# Extracted material
--
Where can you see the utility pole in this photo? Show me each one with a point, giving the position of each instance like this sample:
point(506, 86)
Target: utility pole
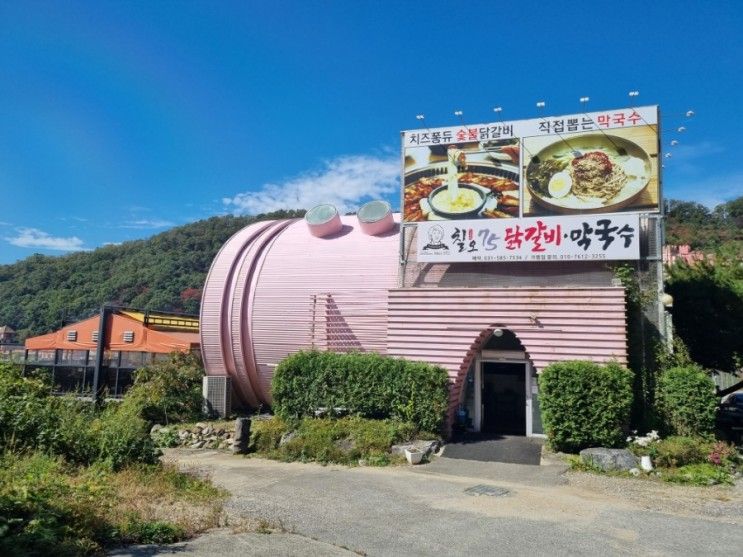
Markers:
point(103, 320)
--
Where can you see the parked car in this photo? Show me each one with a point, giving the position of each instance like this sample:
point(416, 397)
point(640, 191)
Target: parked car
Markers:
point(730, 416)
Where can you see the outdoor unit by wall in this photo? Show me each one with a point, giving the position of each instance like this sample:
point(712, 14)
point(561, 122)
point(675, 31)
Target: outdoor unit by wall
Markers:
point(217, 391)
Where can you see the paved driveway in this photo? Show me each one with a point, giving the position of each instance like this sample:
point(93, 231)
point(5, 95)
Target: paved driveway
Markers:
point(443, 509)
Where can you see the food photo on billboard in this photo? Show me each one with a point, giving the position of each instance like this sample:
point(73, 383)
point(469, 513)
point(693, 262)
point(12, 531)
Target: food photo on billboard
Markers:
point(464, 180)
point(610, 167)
--
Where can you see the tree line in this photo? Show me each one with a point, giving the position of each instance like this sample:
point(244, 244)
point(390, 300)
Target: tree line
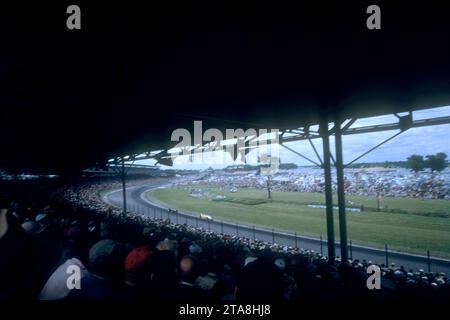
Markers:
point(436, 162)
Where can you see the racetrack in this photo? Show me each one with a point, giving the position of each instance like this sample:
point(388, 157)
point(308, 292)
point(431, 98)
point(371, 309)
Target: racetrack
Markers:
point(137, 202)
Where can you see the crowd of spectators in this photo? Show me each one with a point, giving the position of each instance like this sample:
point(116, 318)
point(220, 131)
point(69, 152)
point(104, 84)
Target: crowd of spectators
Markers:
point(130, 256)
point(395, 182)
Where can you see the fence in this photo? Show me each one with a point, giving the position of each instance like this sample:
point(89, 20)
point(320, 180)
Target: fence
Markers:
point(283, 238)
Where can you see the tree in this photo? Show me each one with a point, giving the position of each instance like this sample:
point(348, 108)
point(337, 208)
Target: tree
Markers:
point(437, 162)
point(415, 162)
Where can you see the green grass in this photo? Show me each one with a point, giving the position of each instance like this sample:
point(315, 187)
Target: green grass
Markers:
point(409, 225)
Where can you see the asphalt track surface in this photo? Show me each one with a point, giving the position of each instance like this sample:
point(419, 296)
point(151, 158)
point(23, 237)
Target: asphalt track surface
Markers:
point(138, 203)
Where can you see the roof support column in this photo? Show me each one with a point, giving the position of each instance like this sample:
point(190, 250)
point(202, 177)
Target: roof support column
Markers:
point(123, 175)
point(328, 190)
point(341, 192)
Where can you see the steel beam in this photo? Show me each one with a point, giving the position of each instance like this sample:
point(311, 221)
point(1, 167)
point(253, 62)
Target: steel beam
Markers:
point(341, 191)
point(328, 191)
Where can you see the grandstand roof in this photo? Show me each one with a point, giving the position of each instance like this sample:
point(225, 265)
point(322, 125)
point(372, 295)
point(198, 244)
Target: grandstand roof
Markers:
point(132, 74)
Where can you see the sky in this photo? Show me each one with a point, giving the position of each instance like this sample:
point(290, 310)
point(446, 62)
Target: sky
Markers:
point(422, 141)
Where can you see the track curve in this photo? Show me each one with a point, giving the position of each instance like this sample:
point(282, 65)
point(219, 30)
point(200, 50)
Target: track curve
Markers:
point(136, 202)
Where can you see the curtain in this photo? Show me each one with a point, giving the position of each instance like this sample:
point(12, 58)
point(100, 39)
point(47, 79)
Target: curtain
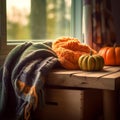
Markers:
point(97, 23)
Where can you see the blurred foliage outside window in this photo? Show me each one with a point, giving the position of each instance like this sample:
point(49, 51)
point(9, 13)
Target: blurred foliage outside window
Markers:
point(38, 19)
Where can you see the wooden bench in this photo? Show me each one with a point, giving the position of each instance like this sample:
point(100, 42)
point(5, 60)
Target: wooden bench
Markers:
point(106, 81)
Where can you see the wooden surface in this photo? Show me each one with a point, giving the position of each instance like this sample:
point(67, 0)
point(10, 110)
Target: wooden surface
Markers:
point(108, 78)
--
# Work instruction
Wherever the string "roof" appears in a line of the records, copy that line.

# Solution to the problem
Where can you see the roof support column in this photo? Show me each one with a point, giving the position of each instance like this sample:
Target: roof support column
Where can you see the grandstand roof in this photo? Show me each one with a point, giving the position of each instance like this sample:
Target: grandstand roof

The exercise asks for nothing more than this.